Your instructions. Transcribe the entries below line for line without any changes, omitting the pictures from your answer.

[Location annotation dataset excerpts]
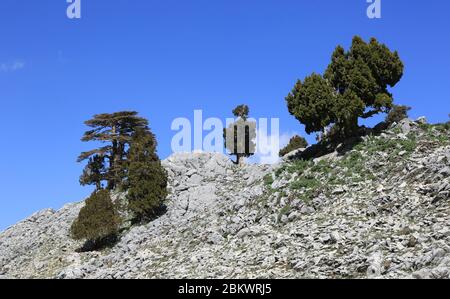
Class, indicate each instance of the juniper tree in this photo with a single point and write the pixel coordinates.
(147, 179)
(115, 131)
(239, 136)
(97, 220)
(354, 85)
(94, 172)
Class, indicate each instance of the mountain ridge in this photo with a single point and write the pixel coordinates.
(381, 209)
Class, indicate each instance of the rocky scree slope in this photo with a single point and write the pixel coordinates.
(379, 210)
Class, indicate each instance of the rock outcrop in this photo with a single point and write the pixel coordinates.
(381, 210)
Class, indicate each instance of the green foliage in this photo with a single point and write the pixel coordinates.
(147, 179)
(94, 172)
(397, 114)
(268, 180)
(241, 111)
(239, 137)
(97, 220)
(354, 85)
(107, 163)
(295, 143)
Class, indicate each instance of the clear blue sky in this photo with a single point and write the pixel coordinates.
(167, 58)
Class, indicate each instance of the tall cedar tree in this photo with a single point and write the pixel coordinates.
(98, 219)
(108, 162)
(239, 136)
(354, 85)
(147, 179)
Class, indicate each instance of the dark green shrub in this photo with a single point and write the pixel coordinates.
(147, 179)
(295, 143)
(98, 219)
(356, 84)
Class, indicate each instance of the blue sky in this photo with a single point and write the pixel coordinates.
(167, 58)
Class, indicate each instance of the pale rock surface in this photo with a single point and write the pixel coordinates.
(225, 221)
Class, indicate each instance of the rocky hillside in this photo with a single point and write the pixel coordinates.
(380, 209)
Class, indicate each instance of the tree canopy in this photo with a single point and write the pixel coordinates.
(115, 131)
(239, 136)
(354, 85)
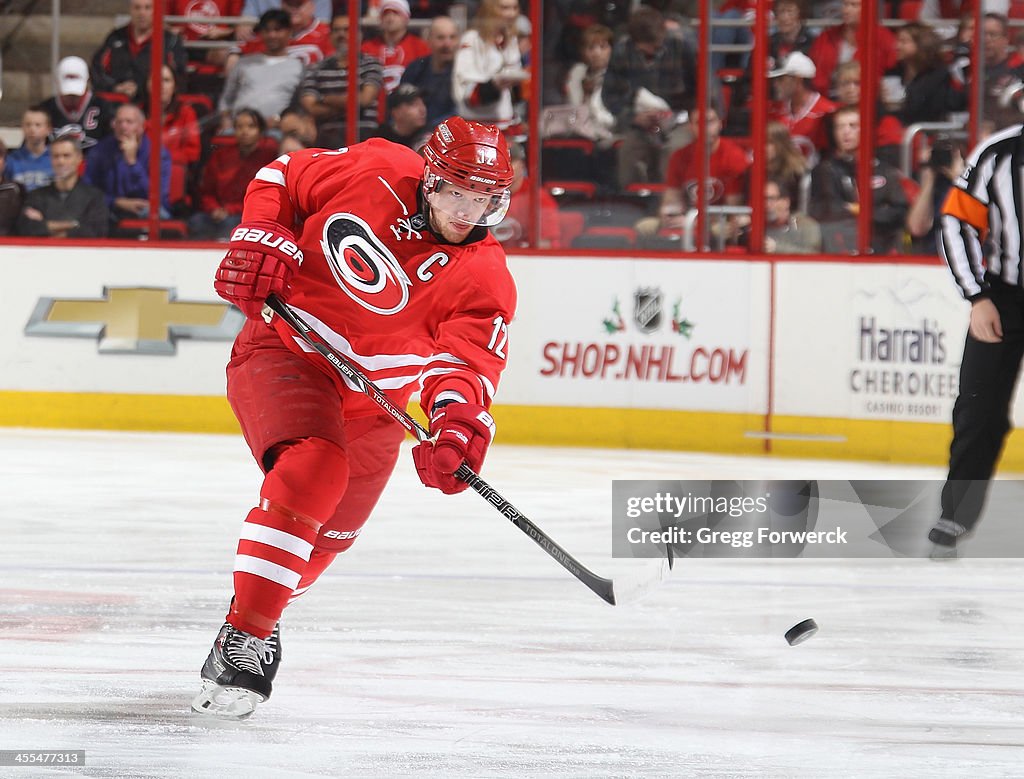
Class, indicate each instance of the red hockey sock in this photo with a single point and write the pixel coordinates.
(318, 562)
(273, 549)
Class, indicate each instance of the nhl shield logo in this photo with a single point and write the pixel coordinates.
(647, 308)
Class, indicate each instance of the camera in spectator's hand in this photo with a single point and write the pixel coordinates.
(942, 154)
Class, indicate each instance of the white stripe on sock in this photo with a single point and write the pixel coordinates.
(265, 569)
(276, 538)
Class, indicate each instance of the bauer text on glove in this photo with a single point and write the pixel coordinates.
(261, 259)
(463, 433)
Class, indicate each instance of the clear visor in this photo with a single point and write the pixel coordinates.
(464, 205)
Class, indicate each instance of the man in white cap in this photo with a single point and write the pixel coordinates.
(75, 110)
(800, 106)
(394, 46)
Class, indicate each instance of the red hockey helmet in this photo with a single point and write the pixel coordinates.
(468, 156)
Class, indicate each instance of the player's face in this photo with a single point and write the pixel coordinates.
(454, 211)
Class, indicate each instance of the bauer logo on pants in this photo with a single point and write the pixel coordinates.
(134, 319)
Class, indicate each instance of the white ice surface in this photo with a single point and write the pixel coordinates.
(445, 644)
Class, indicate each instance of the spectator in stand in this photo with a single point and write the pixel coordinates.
(180, 136)
(726, 35)
(800, 106)
(69, 208)
(787, 231)
(394, 47)
(783, 162)
(936, 176)
(324, 90)
(10, 196)
(651, 79)
(487, 70)
(263, 81)
(835, 199)
(791, 32)
(513, 230)
(75, 109)
(584, 80)
(323, 10)
(888, 133)
(122, 62)
(227, 172)
(291, 142)
(298, 122)
(920, 88)
(199, 30)
(119, 166)
(791, 35)
(1004, 69)
(424, 9)
(308, 40)
(839, 44)
(407, 122)
(29, 165)
(432, 74)
(726, 184)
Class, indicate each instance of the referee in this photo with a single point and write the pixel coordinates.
(981, 237)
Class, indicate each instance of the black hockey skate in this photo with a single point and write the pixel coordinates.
(944, 535)
(239, 674)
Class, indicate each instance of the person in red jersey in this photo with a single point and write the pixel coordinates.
(388, 256)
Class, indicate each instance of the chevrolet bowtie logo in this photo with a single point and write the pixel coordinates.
(134, 319)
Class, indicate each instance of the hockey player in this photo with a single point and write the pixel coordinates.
(388, 256)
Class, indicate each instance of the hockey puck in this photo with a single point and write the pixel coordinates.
(801, 632)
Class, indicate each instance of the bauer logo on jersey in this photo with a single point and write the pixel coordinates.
(363, 266)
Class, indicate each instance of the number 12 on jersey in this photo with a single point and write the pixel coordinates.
(499, 337)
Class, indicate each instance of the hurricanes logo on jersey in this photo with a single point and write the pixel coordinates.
(363, 266)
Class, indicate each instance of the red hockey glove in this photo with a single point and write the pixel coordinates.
(261, 259)
(463, 432)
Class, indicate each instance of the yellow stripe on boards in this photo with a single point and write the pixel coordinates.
(832, 438)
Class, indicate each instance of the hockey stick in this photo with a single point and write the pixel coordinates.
(613, 592)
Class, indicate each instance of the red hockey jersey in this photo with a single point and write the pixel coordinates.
(413, 311)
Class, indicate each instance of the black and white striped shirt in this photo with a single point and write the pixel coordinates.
(983, 217)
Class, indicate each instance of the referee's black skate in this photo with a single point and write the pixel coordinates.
(239, 674)
(944, 535)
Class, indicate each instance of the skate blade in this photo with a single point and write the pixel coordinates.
(943, 554)
(225, 702)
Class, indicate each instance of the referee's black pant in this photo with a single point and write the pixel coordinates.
(981, 414)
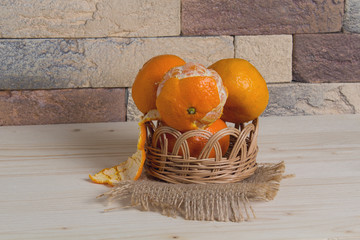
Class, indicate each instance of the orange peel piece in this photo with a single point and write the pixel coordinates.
(132, 168)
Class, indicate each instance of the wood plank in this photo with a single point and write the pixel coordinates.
(45, 192)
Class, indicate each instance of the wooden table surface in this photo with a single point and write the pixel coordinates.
(45, 192)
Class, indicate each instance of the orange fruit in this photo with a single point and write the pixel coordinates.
(197, 143)
(131, 169)
(248, 92)
(148, 78)
(190, 97)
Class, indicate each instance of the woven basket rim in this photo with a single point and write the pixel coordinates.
(237, 163)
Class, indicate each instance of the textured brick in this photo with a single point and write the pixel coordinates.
(292, 99)
(89, 18)
(132, 112)
(352, 16)
(234, 17)
(313, 99)
(62, 106)
(326, 58)
(270, 54)
(112, 62)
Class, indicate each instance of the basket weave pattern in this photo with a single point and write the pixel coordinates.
(238, 163)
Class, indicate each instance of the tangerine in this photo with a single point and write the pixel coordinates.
(190, 97)
(146, 82)
(248, 92)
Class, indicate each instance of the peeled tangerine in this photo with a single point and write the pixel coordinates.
(190, 97)
(130, 169)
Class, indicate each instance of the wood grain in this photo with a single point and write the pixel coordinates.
(45, 192)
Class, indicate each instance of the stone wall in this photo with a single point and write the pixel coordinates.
(65, 61)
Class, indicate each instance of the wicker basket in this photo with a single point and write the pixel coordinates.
(238, 163)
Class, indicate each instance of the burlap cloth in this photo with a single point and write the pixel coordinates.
(203, 202)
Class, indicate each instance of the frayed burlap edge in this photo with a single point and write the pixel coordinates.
(203, 202)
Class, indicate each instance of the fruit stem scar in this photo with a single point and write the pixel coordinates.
(191, 110)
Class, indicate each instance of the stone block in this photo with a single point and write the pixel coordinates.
(295, 99)
(313, 99)
(89, 18)
(132, 112)
(234, 17)
(110, 62)
(62, 106)
(352, 16)
(326, 58)
(270, 54)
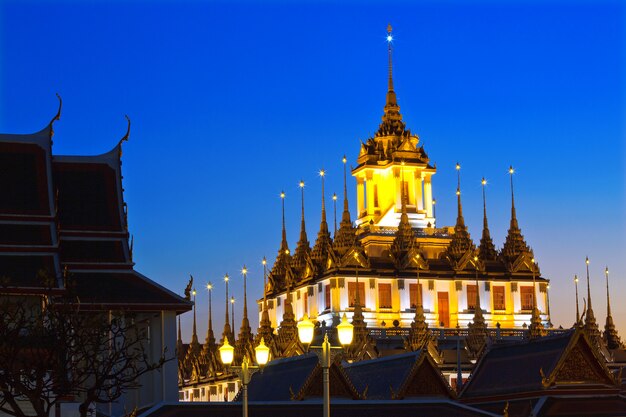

Response.
Class, indicate each instance of the juniper tree in this photo with a single point and write the pixel coordinates.
(147, 179)
(115, 131)
(239, 136)
(97, 220)
(354, 85)
(94, 172)
Class, indicate each instance of the mountain ridge in this photo with a single point and write the pixel coordinates.
(381, 209)
Class, indicate each instance of the rocky scree slope in this photo with a single point and write the pixel coordinates.
(379, 210)
Class, indicate each instance of the rock outcrop in this photo with a single point and write the pixel coordinates.
(381, 210)
Class, indicate each instance of the green foliage in this photo with a single point and write the pixel coordinates.
(147, 179)
(94, 172)
(397, 114)
(268, 180)
(241, 111)
(239, 137)
(97, 220)
(354, 85)
(107, 163)
(295, 143)
Class, indicate each instance of the clear blue sky in this photo with a single point and write the pixel coordinates.
(167, 58)
Class, indicate each instance of the tall cedar tree in this photo with a single point and write the pixel coordinates.
(98, 219)
(108, 162)
(239, 136)
(354, 85)
(147, 179)
Class, indicate each instance of the dark green shrub in this photo with a single point and write the pixel coordinates.
(147, 179)
(295, 143)
(98, 219)
(356, 84)
Class, indicate each instance of the blue sky in this photo with a single point and write the pixel coordinates.
(167, 58)
Class, indicate each instance of the pale rock surface in this photo with a single point and write the pixel coordinates.
(225, 221)
Class, indicate each instance of the rocky hillside in this photo with a single point and write the pixel coordinates.
(380, 209)
Class, indicate each instance of the tree canopy in this photo with a single point and write the pixel coordinates.
(115, 131)
(239, 136)
(354, 85)
Class, indicate each instance of the red hockey sock in this photo with a single point and write the pixel coordinates.
(318, 562)
(273, 549)
Class, indicate each instance of the nhl shield logo in this photo with a single point and write the pixel coordinates.
(647, 308)
Class, indicate each instance of the camera in spectator's hand in this photo with a single point and write the pixel coordinates.
(942, 154)
Class, indicate each instance of the white stripe on sock in this photo with a single point and write the pixel coordinates.
(265, 569)
(276, 538)
Class, indicate each instance of the bauer text on glove in this photo with a single point and write the pixel coordinates.
(261, 259)
(463, 433)
Class, indicate each instance of the clear visor in this photo with a single point and write the pixel coordinates.
(464, 205)
Class, indicate each instance of the man in white cap in this photo with a single point and write the pixel coordinates.
(75, 110)
(800, 106)
(394, 46)
Class, indicate each instance of the red hockey helmet in this photo with a single point and write the pixel coordinates.
(468, 156)
Class, indicate each instance of the player's face in this photo with a single point and write the pixel coordinates.
(454, 211)
Class, indicate each instance of the bauer logo on pants in this photo with a single point and write the pixel coordinates.
(134, 319)
Class, indicate each instance of the white ice surface in this photo with a single point and write the pixel coordinates.
(445, 644)
Class, indicate each instance of the spectator in stand in this photo with a single point and write the pixel coordinates.
(180, 136)
(726, 35)
(800, 106)
(69, 208)
(787, 231)
(394, 47)
(783, 162)
(936, 176)
(324, 90)
(10, 196)
(651, 79)
(487, 70)
(263, 81)
(835, 199)
(791, 32)
(513, 230)
(75, 109)
(584, 80)
(323, 10)
(888, 133)
(122, 62)
(227, 172)
(291, 142)
(298, 122)
(920, 88)
(199, 30)
(119, 166)
(791, 35)
(1004, 69)
(424, 9)
(308, 40)
(839, 44)
(407, 122)
(29, 165)
(432, 74)
(726, 184)
Class, indicate each instance of the referee in this photo with a single point and write the pixel coordinates.
(981, 237)
Class, indicate each instance of the black hockey skate in this photo with a single point and write the pixel coordinates.
(944, 535)
(239, 674)
Class, indicate each instance of the person in red jersey in this photo with a single point and write the pixel coordinates.
(388, 256)
Class, indicate each instance of the chevrolet bowtie logo in this photo with a single point and write the pixel coordinates.
(134, 319)
Class, indicate each instance of the hockey player in this photo with a single point and write the pixel coordinates.
(388, 256)
Class, indicate each instance of the hockey puck in this photo with a single point and write the pixel coordinates.
(801, 632)
Class, indicate each instance of the bauer logo on jersey in this photo with a single point and write the pixel coordinates.
(363, 266)
Class, indicate each instance of the number 12 on jersey in this photo with a single point and write the pixel coordinates.
(499, 337)
Class, indicate each instance of the hurricanes logo on jersey in this photo with a single point and write the pixel coordinates.
(363, 266)
Class, indicate each instance of the red hockey glove in this photo with a single point and write the pixel coordinates.
(261, 259)
(463, 432)
Class, indicate each instance of the yellow stripe on boards in this photo with a single point and write the pixel coordinates.
(832, 438)
Class, indicate each instance of the hockey stick in this photo with a single point and write the pixel coordinates.
(613, 592)
Class, indicate each instance of the red hockey jersey in this photo with a single point and write the pixel coordinates.
(413, 311)
Class, indicate each instance of the black and white striped shirt in this photo with a single point and write the pixel coordinates.
(983, 217)
Class, indicate each instance of the referee's black skate in this photo with a single point and write the pixel coordinates.
(239, 674)
(944, 535)
Class, indicate each instance of the skate blade in this photo with a single point and write the pixel coordinates.
(943, 554)
(225, 702)
Class, indicate each instance of the referee's black pant in this photo with a single point and write the pixel coordinates.
(981, 414)
Class, indicate each instance of the orange peel piece in this photo with a single point and write the pixel coordinates.
(132, 168)
Class, indicate each instance of the wood plank in this photo with a single point and write the pixel coordinates.
(45, 192)
Class, indicate each instance of the wooden table surface in this photo with a single point and write the pixel coordinates.
(45, 192)
Class, indicate each instance of the orange fruit in this photo with a single point and write the pixel coordinates.
(197, 143)
(131, 169)
(248, 92)
(148, 78)
(190, 97)
Class, indicate each instance of the woven basket rim in this photo with a single point and write the pixel coordinates.
(237, 163)
Class, indicate each instance of the textured brick in this photo with a single point and write the pixel coordinates.
(292, 99)
(89, 18)
(132, 112)
(352, 16)
(234, 17)
(313, 99)
(62, 106)
(326, 58)
(270, 54)
(112, 62)
Class, indicate each instance of the basket weave pattern in this photo with a single point and write the pixel coordinates.
(238, 163)
Class, indicate each instance of the tangerine in this photo with a single point and write the pixel coordinates.
(190, 97)
(146, 82)
(248, 92)
Class, indicate each instance of the peeled tangerine in this photo with a single point and write the pixel coordinates.
(190, 97)
(130, 169)
Class, indicate each instance of the wood grain in this photo with a single point and write the pixel coordinates.
(45, 192)
Class, indicate each instance of the stone wall in this photo with a single point and write the pixel coordinates.
(65, 61)
Class, indicate each instance of the wicker basket in this photo with a single point and write the pixel coordinates.
(238, 163)
Class, indicate each instance of the burlap cloth in this photo with a single point and write the pixel coordinates.
(203, 202)
Class, indicate each instance of the frayed burlap edge in this photo with a single point and write the pixel coordinates.
(203, 202)
Class, indicate each instance of the fruit stem scar in this photo with a single point and write the pixel coordinates.
(191, 110)
Class, indicate each instance of the stone block in this photo with a single point and write the pixel coordinates.
(295, 99)
(313, 99)
(89, 18)
(132, 112)
(234, 17)
(110, 62)
(62, 106)
(352, 16)
(326, 58)
(270, 54)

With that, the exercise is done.